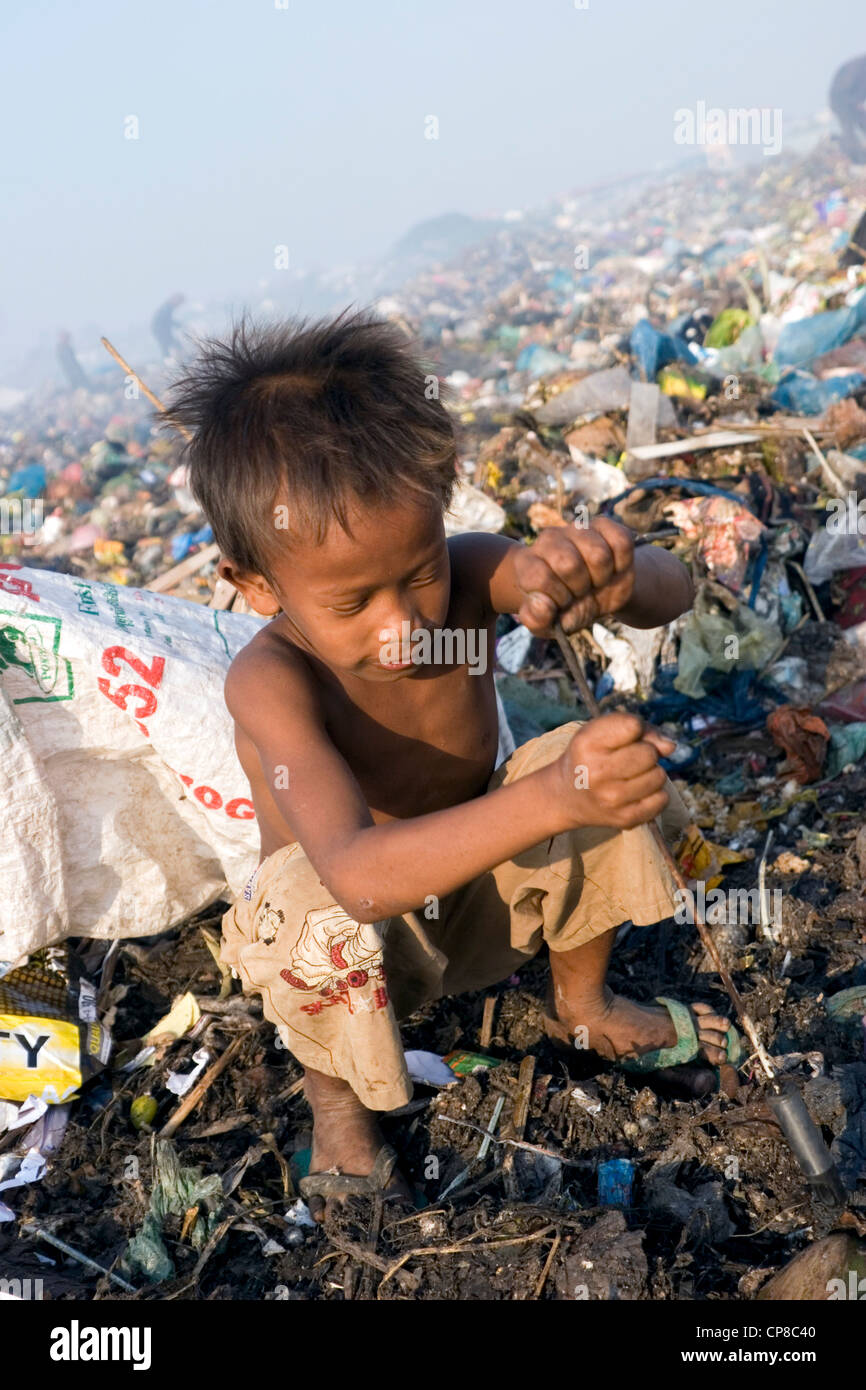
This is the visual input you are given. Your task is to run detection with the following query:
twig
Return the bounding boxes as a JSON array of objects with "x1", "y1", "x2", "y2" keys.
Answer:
[
  {"x1": 158, "y1": 1033, "x2": 245, "y2": 1138},
  {"x1": 438, "y1": 1115, "x2": 583, "y2": 1167},
  {"x1": 532, "y1": 1230, "x2": 563, "y2": 1298},
  {"x1": 502, "y1": 1056, "x2": 535, "y2": 1201},
  {"x1": 21, "y1": 1222, "x2": 139, "y2": 1294},
  {"x1": 375, "y1": 1226, "x2": 556, "y2": 1298},
  {"x1": 478, "y1": 994, "x2": 496, "y2": 1052}
]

**Exercise details**
Give back the records above verbatim, line for line, but leave out the pictures.

**Response**
This is the visual input you are given. Your task is to run detection with the following query:
twig
Return the bounding boxes as a JSON array of objects with "x1", "y1", "x2", "y2" keys.
Answer:
[
  {"x1": 158, "y1": 1033, "x2": 245, "y2": 1138},
  {"x1": 438, "y1": 1115, "x2": 583, "y2": 1167},
  {"x1": 532, "y1": 1230, "x2": 563, "y2": 1298},
  {"x1": 502, "y1": 1056, "x2": 535, "y2": 1201},
  {"x1": 21, "y1": 1222, "x2": 139, "y2": 1294},
  {"x1": 375, "y1": 1226, "x2": 556, "y2": 1298},
  {"x1": 478, "y1": 994, "x2": 496, "y2": 1052}
]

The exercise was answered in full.